Find the word "pane" in the data. Return every line where it appears.
━━━━━ Recorded data
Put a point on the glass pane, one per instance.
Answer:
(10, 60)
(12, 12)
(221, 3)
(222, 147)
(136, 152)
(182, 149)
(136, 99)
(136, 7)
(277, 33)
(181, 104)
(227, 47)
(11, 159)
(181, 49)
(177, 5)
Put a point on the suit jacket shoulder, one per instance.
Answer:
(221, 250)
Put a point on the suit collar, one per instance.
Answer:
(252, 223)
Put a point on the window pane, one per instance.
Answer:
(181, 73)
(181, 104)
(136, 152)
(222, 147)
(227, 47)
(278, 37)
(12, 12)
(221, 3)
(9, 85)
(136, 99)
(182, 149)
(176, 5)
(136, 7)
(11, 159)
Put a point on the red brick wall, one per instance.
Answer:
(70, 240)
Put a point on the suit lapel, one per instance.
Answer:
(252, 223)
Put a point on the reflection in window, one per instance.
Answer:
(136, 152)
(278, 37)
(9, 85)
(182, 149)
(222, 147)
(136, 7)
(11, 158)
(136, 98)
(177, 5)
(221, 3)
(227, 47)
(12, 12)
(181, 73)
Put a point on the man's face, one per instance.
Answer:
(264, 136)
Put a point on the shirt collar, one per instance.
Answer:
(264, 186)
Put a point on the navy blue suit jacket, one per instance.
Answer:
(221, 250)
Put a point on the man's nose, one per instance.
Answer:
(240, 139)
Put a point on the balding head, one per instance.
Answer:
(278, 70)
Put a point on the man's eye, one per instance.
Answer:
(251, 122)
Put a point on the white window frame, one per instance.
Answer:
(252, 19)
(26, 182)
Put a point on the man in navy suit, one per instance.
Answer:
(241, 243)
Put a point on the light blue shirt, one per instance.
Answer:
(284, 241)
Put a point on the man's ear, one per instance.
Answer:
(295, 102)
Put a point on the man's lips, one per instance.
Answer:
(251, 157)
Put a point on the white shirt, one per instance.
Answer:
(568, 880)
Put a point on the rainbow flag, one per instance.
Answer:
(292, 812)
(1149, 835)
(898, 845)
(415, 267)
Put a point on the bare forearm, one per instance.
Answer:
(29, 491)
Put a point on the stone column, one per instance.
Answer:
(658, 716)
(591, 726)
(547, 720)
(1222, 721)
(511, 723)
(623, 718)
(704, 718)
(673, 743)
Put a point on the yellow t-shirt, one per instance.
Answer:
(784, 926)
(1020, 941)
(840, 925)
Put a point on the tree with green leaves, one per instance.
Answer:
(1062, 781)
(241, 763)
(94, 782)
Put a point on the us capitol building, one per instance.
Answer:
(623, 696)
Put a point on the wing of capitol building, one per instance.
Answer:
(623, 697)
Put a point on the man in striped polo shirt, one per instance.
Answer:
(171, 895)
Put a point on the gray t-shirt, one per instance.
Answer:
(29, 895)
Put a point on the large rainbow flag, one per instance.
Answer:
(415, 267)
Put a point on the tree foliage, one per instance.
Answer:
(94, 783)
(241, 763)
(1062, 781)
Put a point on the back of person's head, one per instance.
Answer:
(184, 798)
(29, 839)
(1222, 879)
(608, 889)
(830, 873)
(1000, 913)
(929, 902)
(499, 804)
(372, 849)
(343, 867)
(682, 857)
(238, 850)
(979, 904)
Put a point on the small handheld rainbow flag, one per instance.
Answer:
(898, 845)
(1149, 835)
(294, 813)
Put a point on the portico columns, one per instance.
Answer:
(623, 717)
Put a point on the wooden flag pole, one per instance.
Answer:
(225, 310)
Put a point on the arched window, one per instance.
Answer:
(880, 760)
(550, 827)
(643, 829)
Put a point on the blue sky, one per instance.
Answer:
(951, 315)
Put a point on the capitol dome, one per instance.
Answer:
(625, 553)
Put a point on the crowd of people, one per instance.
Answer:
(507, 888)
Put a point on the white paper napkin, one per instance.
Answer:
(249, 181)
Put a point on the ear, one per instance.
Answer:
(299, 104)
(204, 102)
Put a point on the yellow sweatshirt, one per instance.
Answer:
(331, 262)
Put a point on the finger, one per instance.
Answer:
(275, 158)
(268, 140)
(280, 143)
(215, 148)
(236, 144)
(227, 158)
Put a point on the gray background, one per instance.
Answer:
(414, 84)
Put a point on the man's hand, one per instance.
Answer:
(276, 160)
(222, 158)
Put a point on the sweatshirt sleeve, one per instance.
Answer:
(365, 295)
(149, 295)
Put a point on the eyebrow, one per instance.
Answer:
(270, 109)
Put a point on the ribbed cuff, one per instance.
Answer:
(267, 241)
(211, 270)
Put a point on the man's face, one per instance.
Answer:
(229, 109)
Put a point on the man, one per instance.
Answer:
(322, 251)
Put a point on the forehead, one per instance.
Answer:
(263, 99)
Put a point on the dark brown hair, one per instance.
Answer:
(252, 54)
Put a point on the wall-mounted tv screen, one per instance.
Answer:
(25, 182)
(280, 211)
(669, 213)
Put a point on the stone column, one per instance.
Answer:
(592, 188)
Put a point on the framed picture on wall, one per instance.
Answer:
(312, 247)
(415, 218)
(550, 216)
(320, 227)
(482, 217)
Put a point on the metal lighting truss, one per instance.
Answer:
━━━━━━━━━━
* _Answer section_:
Put a point on the glass pane, one per instance.
Put a point on the window pane, one per instance.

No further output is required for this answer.